# start of Supplied data

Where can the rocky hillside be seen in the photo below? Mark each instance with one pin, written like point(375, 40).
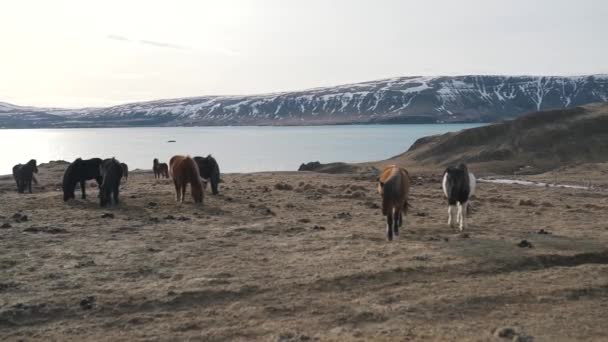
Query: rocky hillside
point(533, 143)
point(397, 100)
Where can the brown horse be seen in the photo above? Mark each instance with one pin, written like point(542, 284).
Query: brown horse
point(161, 170)
point(125, 171)
point(184, 170)
point(24, 175)
point(394, 187)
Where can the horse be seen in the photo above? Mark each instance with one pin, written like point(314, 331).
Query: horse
point(111, 173)
point(125, 171)
point(184, 170)
point(161, 170)
point(79, 171)
point(458, 186)
point(209, 171)
point(394, 187)
point(24, 175)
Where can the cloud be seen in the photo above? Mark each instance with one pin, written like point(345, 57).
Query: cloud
point(164, 45)
point(117, 37)
point(206, 50)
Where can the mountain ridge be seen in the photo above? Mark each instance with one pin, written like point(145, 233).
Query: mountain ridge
point(409, 99)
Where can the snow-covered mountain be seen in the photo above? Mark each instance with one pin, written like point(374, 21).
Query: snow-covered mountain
point(396, 100)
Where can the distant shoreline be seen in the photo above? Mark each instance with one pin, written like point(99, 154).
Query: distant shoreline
point(308, 124)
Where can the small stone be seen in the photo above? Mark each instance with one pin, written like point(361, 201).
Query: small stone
point(88, 303)
point(283, 186)
point(505, 333)
point(525, 244)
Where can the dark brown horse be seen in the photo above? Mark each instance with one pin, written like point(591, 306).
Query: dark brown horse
point(394, 187)
point(125, 171)
point(210, 171)
point(183, 171)
point(24, 175)
point(161, 170)
point(79, 172)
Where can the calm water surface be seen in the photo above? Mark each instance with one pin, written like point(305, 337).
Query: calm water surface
point(237, 149)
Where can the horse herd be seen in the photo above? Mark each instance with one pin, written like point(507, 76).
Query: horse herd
point(394, 184)
point(108, 174)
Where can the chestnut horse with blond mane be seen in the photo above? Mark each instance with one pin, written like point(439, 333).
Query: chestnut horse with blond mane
point(184, 170)
point(394, 187)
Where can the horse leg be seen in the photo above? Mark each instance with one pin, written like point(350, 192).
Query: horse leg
point(450, 221)
point(389, 225)
point(463, 216)
point(177, 190)
point(396, 221)
point(116, 191)
point(83, 185)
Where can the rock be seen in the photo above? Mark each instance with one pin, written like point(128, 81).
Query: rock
point(525, 244)
point(283, 186)
point(358, 194)
point(88, 303)
point(344, 215)
point(372, 205)
point(527, 202)
point(309, 166)
point(18, 217)
point(48, 230)
point(505, 332)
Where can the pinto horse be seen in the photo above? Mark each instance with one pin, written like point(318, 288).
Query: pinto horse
point(111, 173)
point(394, 187)
point(161, 170)
point(458, 187)
point(125, 170)
point(24, 175)
point(184, 170)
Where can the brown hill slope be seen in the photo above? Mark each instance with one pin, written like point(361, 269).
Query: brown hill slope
point(534, 143)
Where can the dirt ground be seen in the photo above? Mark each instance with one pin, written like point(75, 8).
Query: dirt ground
point(303, 256)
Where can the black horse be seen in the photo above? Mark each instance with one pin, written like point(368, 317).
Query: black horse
point(210, 171)
point(24, 175)
point(79, 172)
point(111, 173)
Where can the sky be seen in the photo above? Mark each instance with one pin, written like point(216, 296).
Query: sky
point(74, 53)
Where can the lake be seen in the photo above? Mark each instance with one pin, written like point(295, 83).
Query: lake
point(237, 149)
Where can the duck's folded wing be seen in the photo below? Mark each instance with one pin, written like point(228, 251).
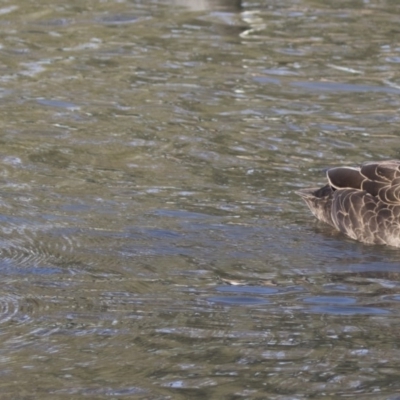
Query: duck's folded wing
point(364, 217)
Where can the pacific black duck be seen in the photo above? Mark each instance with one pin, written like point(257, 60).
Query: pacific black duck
point(363, 202)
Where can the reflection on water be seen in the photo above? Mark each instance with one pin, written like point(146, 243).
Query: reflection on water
point(151, 243)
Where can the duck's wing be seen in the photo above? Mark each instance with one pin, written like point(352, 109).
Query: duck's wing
point(380, 179)
point(366, 218)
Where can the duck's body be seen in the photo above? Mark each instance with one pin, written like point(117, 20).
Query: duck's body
point(363, 203)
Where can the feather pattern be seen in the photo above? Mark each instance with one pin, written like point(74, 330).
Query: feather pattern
point(363, 203)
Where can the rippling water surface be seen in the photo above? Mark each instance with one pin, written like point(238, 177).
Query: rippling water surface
point(151, 244)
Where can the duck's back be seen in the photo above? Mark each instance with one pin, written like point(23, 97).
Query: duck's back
point(363, 203)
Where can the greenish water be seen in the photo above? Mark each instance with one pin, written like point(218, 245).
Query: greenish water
point(151, 244)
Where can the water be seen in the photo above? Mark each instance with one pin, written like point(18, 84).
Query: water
point(151, 244)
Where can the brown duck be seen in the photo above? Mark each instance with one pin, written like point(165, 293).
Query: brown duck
point(363, 203)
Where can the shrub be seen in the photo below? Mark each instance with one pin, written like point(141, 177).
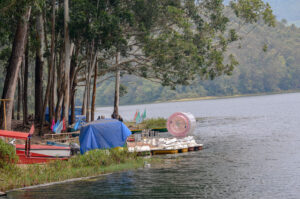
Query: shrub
point(7, 155)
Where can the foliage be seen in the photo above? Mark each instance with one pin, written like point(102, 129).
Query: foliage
point(93, 163)
point(8, 157)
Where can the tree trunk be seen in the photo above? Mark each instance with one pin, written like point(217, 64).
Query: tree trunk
point(25, 88)
point(94, 94)
point(40, 37)
point(14, 65)
point(67, 62)
point(115, 114)
point(50, 69)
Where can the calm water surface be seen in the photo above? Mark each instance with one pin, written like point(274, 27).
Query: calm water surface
point(252, 150)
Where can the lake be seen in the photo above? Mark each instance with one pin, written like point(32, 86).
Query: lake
point(251, 150)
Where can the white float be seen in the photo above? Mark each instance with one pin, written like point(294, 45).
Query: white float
point(181, 124)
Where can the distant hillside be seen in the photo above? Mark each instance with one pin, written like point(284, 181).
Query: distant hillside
point(277, 69)
point(285, 9)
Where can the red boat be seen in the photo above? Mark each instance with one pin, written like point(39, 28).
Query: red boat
point(31, 154)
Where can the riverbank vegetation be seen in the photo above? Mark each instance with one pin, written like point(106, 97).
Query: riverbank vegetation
point(92, 163)
point(49, 49)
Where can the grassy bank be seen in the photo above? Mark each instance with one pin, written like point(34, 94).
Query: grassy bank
point(91, 164)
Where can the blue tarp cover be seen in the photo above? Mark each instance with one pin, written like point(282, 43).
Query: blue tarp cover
point(103, 134)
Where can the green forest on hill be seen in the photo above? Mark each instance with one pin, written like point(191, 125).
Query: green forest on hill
point(268, 62)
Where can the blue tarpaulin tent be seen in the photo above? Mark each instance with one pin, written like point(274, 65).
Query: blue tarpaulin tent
point(103, 134)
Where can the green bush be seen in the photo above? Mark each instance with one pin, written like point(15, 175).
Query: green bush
point(7, 155)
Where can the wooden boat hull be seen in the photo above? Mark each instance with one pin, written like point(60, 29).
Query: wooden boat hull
point(164, 151)
point(46, 151)
point(23, 159)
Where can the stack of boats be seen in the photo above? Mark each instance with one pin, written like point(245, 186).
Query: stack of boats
point(165, 145)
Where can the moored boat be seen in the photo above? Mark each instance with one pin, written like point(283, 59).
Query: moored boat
point(30, 154)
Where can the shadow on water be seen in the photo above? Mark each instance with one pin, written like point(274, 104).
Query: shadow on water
point(255, 156)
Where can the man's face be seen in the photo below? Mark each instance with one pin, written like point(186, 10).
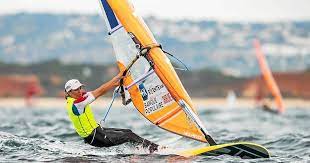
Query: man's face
point(77, 93)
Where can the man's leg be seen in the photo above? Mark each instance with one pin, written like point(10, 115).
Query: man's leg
point(120, 136)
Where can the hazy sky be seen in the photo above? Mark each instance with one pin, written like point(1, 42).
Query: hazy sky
point(227, 10)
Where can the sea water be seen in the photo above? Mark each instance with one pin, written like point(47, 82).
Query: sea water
point(33, 134)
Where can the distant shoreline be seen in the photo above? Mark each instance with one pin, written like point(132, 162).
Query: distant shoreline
point(48, 102)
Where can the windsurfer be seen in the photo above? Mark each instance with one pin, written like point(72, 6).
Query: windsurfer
point(82, 118)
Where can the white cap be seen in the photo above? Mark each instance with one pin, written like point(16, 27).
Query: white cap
point(73, 84)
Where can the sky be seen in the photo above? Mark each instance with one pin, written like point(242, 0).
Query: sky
point(223, 10)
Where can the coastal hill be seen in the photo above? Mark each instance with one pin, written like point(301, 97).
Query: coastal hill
point(48, 78)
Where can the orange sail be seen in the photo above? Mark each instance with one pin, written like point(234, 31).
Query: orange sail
point(268, 78)
point(153, 85)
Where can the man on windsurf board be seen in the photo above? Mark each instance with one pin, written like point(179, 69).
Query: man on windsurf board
point(82, 118)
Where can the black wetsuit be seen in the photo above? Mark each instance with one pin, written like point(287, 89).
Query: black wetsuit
point(107, 137)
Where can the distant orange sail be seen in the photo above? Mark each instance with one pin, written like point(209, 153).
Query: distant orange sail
point(153, 85)
point(268, 78)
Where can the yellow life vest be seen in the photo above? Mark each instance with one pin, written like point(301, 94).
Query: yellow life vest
point(85, 123)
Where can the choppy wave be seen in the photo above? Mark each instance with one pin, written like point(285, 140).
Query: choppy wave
point(34, 134)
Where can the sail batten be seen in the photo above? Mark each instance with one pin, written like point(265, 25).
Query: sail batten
point(268, 77)
point(152, 83)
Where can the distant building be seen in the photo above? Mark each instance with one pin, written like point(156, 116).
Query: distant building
point(20, 86)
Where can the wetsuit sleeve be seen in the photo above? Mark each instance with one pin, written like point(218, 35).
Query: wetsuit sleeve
point(79, 104)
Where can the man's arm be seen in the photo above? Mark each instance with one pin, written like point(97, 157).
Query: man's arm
point(107, 86)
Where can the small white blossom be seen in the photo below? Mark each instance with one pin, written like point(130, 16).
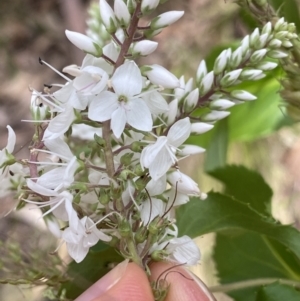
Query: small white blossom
point(160, 156)
point(125, 105)
point(166, 19)
point(84, 42)
point(159, 75)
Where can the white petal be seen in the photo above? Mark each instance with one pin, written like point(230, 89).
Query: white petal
point(150, 209)
point(102, 106)
point(118, 121)
point(161, 165)
point(11, 140)
point(138, 115)
point(179, 132)
point(59, 147)
point(60, 124)
point(127, 80)
point(184, 250)
point(150, 152)
point(40, 189)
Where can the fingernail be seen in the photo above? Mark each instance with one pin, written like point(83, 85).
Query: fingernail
point(202, 286)
point(105, 283)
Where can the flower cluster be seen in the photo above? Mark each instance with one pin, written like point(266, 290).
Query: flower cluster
point(123, 183)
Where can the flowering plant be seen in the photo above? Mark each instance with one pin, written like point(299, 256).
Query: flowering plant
point(123, 189)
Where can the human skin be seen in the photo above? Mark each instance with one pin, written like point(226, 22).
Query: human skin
point(128, 282)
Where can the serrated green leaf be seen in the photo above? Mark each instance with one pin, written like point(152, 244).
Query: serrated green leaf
point(245, 185)
point(219, 213)
point(95, 265)
point(278, 292)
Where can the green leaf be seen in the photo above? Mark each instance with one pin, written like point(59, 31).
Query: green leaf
point(278, 292)
point(245, 185)
point(258, 118)
point(219, 213)
point(289, 9)
point(242, 255)
point(255, 259)
point(216, 152)
point(95, 265)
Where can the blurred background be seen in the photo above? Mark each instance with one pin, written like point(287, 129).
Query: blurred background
point(261, 136)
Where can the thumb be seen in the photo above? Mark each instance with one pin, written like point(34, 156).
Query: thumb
point(126, 282)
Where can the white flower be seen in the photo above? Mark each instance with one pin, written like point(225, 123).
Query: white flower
point(11, 141)
point(183, 250)
point(183, 183)
point(160, 156)
point(79, 239)
point(84, 42)
point(122, 13)
point(91, 81)
point(125, 105)
point(243, 95)
point(206, 83)
point(144, 47)
point(108, 17)
point(159, 75)
point(215, 115)
point(198, 128)
point(166, 19)
point(149, 5)
point(60, 124)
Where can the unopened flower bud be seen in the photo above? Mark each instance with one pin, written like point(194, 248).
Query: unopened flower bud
point(236, 58)
point(243, 95)
point(230, 78)
point(122, 13)
point(261, 42)
point(144, 47)
point(220, 62)
point(159, 75)
point(278, 24)
point(258, 55)
point(108, 17)
point(198, 128)
point(287, 44)
point(250, 74)
point(215, 115)
point(166, 19)
point(159, 255)
point(201, 71)
point(38, 108)
point(277, 54)
point(124, 228)
point(254, 37)
point(140, 235)
point(267, 28)
point(84, 43)
point(138, 170)
point(173, 110)
point(187, 150)
point(206, 83)
point(275, 43)
point(104, 197)
point(265, 66)
point(191, 100)
point(221, 104)
point(126, 159)
point(148, 6)
point(245, 45)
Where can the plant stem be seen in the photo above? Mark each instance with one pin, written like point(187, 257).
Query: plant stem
point(251, 283)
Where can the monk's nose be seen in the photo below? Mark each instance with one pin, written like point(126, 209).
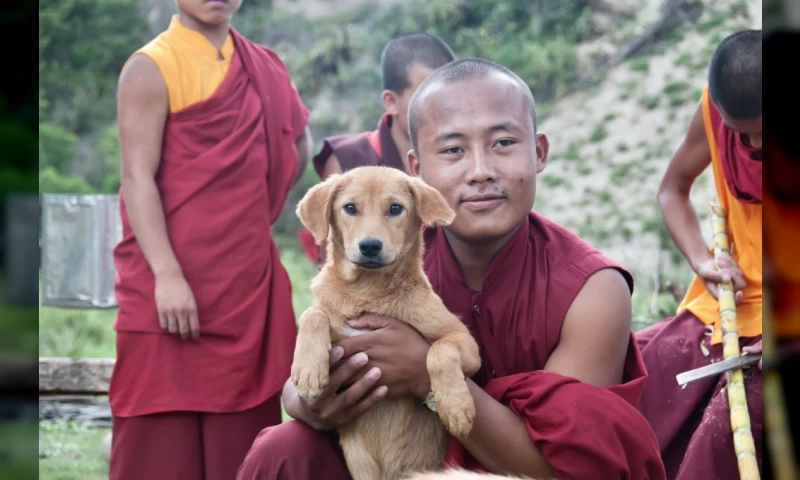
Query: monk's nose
point(370, 247)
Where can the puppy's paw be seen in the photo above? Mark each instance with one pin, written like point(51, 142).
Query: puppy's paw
point(456, 409)
point(310, 375)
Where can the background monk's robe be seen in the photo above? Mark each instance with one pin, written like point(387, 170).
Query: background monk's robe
point(364, 149)
point(583, 431)
point(227, 165)
point(692, 424)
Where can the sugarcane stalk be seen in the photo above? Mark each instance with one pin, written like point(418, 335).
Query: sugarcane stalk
point(743, 443)
point(779, 440)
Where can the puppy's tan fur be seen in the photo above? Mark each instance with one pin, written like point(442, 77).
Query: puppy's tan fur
point(397, 436)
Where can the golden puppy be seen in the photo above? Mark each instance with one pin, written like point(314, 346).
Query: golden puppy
point(372, 218)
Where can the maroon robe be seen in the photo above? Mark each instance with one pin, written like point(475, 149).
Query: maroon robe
point(741, 162)
point(692, 424)
point(227, 167)
point(583, 431)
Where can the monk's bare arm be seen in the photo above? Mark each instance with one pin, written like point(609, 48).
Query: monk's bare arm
point(596, 332)
point(690, 160)
point(303, 144)
point(142, 107)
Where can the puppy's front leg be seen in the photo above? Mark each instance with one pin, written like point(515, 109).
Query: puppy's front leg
point(450, 357)
point(312, 353)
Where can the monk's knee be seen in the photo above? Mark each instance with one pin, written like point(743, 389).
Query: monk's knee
point(286, 451)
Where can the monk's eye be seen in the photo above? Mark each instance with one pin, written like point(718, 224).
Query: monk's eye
point(395, 209)
point(350, 208)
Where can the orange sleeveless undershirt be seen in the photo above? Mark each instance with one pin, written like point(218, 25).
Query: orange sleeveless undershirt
point(744, 231)
point(191, 67)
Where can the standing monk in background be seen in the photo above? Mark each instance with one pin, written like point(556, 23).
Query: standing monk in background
point(405, 62)
point(693, 423)
point(213, 135)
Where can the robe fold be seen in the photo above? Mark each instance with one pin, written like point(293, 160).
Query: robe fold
point(227, 167)
point(583, 431)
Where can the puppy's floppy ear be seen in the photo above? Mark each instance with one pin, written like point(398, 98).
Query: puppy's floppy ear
point(432, 208)
point(314, 210)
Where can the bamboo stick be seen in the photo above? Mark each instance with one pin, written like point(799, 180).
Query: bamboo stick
point(779, 440)
point(743, 443)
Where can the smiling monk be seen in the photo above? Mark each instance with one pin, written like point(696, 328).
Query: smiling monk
point(560, 372)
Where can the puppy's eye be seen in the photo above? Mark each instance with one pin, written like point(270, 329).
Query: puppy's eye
point(350, 208)
point(395, 209)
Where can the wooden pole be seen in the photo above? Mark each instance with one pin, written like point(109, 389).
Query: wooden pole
point(737, 400)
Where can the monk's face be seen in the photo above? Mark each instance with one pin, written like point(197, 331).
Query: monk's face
point(749, 128)
point(209, 12)
point(477, 146)
point(396, 103)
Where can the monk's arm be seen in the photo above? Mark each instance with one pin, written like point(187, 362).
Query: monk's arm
point(303, 143)
point(142, 107)
point(592, 349)
point(690, 160)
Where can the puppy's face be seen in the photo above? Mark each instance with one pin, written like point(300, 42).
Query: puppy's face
point(372, 214)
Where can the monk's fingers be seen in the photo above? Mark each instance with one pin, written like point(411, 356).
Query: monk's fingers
point(356, 392)
point(366, 403)
point(183, 325)
point(172, 322)
point(194, 324)
point(345, 371)
point(162, 319)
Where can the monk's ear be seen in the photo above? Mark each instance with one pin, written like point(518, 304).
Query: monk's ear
point(432, 208)
point(314, 210)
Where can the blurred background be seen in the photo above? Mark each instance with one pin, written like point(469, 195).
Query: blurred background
point(616, 82)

# end of Supplied data

* **What this task involves**
Express the listings from the line with "Where can the duck's body" to the line with "point(8, 157)" as a two-column CSV with the headers query_text and pins. Give one row per listing, put each field in quotes with line breaks replaced by spaces, and leave out the pictures.

* **Answer for this exercise**
query_text,pins
"Where can the duck's body be seen in the photo above? Mark each instance with one pin, written like point(117, 20). Query: duck's body","point(363, 203)"
"Where can the feather pattern be seen in the photo above? Mark each instance with one pin, written like point(74, 330). Query: feather pattern","point(363, 203)"
"Where can the rippling water surface be seen in the photo above? Mark each instance with one pin, written like point(238, 177). Query: rippling water surface","point(151, 244)"
"Where can the duck's back be seen in the photo above? Mark each instance with one pin, written like point(23, 97). Query: duck's back","point(363, 203)"
"Where can the greenish water be seen in the photo above? Mark each instance with one pin, written like point(218, 245). Query: greenish water","point(151, 244)"
"Where can the water be seen in the photo above? Mark each instance with one pin, written like point(18, 84). Query: water","point(151, 244)"
"Where can the brown duck be seen in the photo above? Mark each instance with one pin, written like point(165, 293). Query: brown duck","point(363, 203)"
"Where can the shrub be seen in the photo below? Mark each instance with one pin, written like point(141, 177). Query: shrub","point(7, 155)"
"Where can the foliage be seen in the photo above? Mark each instance with one pin, written like point(102, 129). Query: foliage","point(93, 163) point(8, 157)"